BEGIN

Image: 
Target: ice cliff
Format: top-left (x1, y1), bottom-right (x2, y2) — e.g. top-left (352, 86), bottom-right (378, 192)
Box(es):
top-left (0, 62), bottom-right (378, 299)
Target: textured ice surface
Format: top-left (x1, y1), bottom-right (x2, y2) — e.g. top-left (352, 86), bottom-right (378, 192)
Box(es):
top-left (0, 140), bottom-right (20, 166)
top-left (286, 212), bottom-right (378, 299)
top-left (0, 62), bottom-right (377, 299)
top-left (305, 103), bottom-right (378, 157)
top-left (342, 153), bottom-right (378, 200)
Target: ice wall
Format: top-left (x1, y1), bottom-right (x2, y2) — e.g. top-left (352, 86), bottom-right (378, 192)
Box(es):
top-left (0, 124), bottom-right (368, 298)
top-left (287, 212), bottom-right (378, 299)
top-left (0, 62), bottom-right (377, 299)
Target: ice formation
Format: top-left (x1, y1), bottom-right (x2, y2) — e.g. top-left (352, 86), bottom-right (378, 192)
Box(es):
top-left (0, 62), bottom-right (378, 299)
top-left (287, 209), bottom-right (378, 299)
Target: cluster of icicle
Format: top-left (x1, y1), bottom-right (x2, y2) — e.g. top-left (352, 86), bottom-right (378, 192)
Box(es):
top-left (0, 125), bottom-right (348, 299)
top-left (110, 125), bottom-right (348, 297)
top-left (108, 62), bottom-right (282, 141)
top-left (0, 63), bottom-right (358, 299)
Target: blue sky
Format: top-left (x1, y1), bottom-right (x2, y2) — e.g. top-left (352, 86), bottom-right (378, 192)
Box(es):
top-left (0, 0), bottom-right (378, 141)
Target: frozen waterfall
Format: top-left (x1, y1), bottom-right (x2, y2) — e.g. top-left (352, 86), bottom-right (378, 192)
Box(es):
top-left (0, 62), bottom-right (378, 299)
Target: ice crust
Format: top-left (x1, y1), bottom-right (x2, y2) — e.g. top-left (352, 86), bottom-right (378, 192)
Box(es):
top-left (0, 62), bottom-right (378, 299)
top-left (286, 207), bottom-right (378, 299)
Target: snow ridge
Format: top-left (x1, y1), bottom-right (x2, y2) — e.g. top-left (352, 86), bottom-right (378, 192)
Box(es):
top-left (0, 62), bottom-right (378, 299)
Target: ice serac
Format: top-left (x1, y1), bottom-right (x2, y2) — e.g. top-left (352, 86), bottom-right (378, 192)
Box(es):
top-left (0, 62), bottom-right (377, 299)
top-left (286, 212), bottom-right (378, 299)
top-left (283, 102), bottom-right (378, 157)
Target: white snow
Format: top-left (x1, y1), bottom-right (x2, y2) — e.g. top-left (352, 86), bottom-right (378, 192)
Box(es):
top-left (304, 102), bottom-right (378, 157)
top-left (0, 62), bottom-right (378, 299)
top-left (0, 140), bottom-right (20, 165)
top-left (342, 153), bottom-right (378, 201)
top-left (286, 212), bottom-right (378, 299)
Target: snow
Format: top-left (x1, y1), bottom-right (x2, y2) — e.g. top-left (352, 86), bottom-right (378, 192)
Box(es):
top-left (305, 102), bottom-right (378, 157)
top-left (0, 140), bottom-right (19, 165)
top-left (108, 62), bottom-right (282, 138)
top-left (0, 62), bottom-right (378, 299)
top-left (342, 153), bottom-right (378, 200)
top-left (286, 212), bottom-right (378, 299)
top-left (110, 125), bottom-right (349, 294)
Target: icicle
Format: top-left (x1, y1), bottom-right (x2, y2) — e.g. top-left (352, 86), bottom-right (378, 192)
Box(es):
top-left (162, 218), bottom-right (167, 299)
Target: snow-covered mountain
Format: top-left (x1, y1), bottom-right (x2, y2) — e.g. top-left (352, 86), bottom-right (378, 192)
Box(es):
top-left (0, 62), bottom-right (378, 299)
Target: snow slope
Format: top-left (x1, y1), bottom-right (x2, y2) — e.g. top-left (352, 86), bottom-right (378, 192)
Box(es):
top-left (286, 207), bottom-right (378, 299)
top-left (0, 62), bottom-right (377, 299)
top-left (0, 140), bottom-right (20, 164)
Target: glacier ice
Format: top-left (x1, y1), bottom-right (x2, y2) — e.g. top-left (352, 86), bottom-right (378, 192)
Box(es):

END

-- Aim of the task --
Rewrite the lines starting with the one containing "Target: textured ice surface" and going on through the one containing "top-left (305, 103), bottom-right (378, 157)", requests included. Multiply every box coordinate in the answers by 0.4 and round to whole numbers, with halves rounded up, leaving all numbers in the requests unchanged.

-- Problem solution --
Target: textured ice surface
Format: top-left (x1, y1), bottom-right (x2, y2) — e.g. top-left (352, 86), bottom-right (378, 192)
Box(es):
top-left (0, 56), bottom-right (8, 66)
top-left (114, 85), bottom-right (151, 120)
top-left (0, 25), bottom-right (151, 120)
top-left (122, 41), bottom-right (151, 63)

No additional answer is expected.